**Reading passage**

5. Dave Dombrowski has said he’s not interested in moving Jackie Bradley Jr., but the Giants and Royals will likely keep inquiring. Should the Red Sox acquire a power-hitting outfielder, they could deal Bradley and move Andrew Benintendi to center.
6. Jayson Werth is 38 and a free agent, but he could interest a contending team in need of a veteran leader in the mold of Carlos Beltran.
7. Boras made it very clear at the GM Meetings that Matt Holliday wants to play in 2018.
8. The Tigers are hoping that the neck injections Jordan Zimmermann received at the end of the season will allow him to pitch as he once did for the Nationals and become a tradeable commodity again. Zimmermann is 17-20 with a 5.60 ERA in two seasons with the Tigers after he signed a five-year, $110 million deal. The Tigers would subsidize some of the contract. The Nationals have some interest as they search for a back-end starter.
9. Lance Lynn, Jason Vargas, and Alex Cobb are among the second-tier pitchers in free agency. But the demand is very high for all them and their price will be relatively high as teams like the Twins, Brewers, Cubs, Orioles, and Blue Jays compete for their services.

**Given records**

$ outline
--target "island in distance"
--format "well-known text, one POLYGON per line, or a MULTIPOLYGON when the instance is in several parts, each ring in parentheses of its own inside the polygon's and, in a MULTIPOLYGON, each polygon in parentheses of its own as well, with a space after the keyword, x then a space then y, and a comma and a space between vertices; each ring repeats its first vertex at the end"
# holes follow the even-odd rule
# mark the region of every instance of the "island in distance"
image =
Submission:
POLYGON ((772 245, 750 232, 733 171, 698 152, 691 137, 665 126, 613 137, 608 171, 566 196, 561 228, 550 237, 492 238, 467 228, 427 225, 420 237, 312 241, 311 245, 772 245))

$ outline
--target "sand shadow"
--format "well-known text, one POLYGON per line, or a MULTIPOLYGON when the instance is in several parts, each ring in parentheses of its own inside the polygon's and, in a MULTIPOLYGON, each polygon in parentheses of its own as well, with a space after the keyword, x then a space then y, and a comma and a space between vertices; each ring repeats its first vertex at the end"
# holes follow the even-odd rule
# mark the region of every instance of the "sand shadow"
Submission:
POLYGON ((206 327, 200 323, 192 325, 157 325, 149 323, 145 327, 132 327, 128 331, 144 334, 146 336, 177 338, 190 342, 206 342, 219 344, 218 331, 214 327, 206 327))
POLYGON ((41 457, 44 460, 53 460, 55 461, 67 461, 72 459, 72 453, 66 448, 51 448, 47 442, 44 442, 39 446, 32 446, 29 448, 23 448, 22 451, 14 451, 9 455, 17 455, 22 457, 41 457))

**What needs to be done**
Carry on the baseball offseason notes from the point where they stop. The items play no part in what is asked here.

**Response**
10. Joe Morgan’s plea to Hall of Fame voters not to elect known PED users was heartfelt and a great attempt to state what he feels is the cause of many Hall of Famers. But the problem for voters is there already are offenders in the Hall and distinguishing between those who cheated and those who didn’t is almost impossible. Therefore, the voting trend is to ignore the PED offenses, especially those who were caught when there were no penalties for usage. Roger Clemens and Barry Bonds both exceeded 53 percent last year, their fifth on the ballot, and it appears they’ll receive more support as time goes on.
From the Bill Chuck files — “Only eight players in MLB history have 2,700-plus hits, 500-plus doubles, 1,000-plus walks, and 400-plus steals: Ty Cobb, Tris Speaker, Roberto Alomar, Barry Bonds, Rickey Henderson, Craig Biggio, Paul Molitor, and first-time Hall of Fame candidate Johnny Damon.” . . . Also, “The Red Sox took called strikes 4,767 times in 2017, by far the most in the majors; the Twins were second with 4,404.” . . . Happy birthday Saturday to Mark Whiten (51), Chico Walker (59), and Mike Ryan (76).